Task directions:
Reproduce the opinion from "GUIDUGLI, JUDGE." to "hearing, we affirm.", swapping "trial court" for "circuit court" throughout.

Document text:
* * * * * * *

COMMONWEALTH OF KENTUCKY
APPELLEE
OPINION
AFFIRMING
** ** ** ** **
BEFORE:
GUIDUGLI, MCANULTY AND TACKETT, JUDGES.
GUIDUGLI, JUDGE.
This is the second appeal of Earl Bryna Peel,
Jr. (Peel) concerning the Fayette Circuit Court’s denial of his
RCr 11.42 motion to vacate judgment.
In his original appeal,
this Court (in a not-to-be-published opinion rendered February 6,
1999 (1999-CA-001621-MR)) vacated the trial court’s denial and
remanded the matter for an evidentiary hearing.
On remand, the
trial court held an evidentiary hearing and then entered an order
again denying Peel’s RCr 11.42 motion.
Having thoroughly
reviewed the record, including the video-taped evidentiary
hearing, we affirm.
In that this Court’s first opinion succinctly and
thoroughly sets forth the facts and issues relative to Peel’s
guilty plea and arguments of ineffective assistance of counsel,
we adopt the following portions of that opinion:
Earl Bryna Peel, Jr. (Peel) appeals
from an order of the Fayette Circuit Court
entered on June 19, 1997, that denied his RCr
11.42 motion to vacate judgment. Pursuant to
a plea agreement with the Commonwealth, Peel
pled guilty to one count of Kidnapping,
Kentucky Revised Statutes (KRS) 509.050, one
count of escape in the second degree, KRS
520.030, and one count of robbery in the
second degree, KRS 515.030. The trial court
sentenced Peel to ten years for the
kidnapping conviction, five years for the
escape conviction to be served concurrently,
and ten years for the robbery conviction to
be served consecutively for a total of twenty
years. Peel argument in his Kentucky Rules
of Criminal Procedure (RCr) 11.42 motion that
he was prejudiced by his counsel’s
ineffective assistance in the entry of his
guilty plea to the kidnapping charge. The
trial court denied the motion without a
hearing. After reviewing the record, the RCr
11.42 motion, the briefs, and the applicable
law, we vacate the order of the Fayette
Circuit Court and remand for an evidentiary
hearing.

* * * * * * *

Data segment:

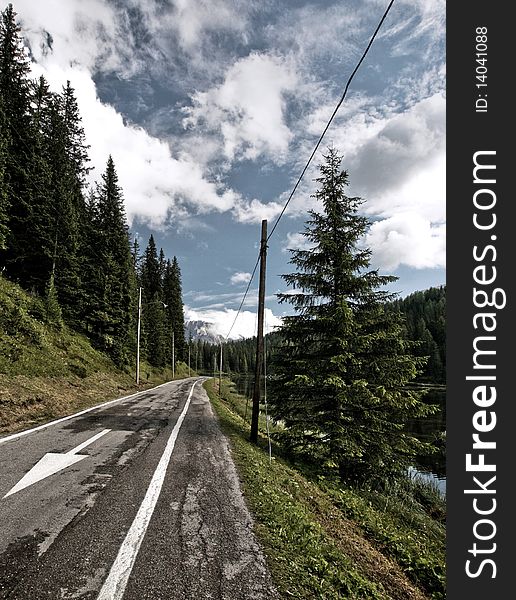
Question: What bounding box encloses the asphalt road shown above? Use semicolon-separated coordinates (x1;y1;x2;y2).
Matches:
0;378;277;600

* * * * * * *

Answer to this exercise:
GUIDUGLI, JUDGE.
This is the second appeal of Earl Bryna Peel,
Jr. (Peel) concerning the Fayette Circuit Court’s denial of his
RCr 11.42 motion to vacate judgment.
In his original appeal,
this Court (in a not-to-be-published opinion rendered February 6,
1999 (1999-CA-001621-MR)) vacated the circuit court’s denial and
remanded the matter for an evidentiary hearing.
On remand, the
circuit court held an evidentiary hearing and then entered an order
again denying Peel’s RCr 11.42 motion.
Having thoroughly
reviewed the record, including the video-taped evidentiary
hearing, we affirm.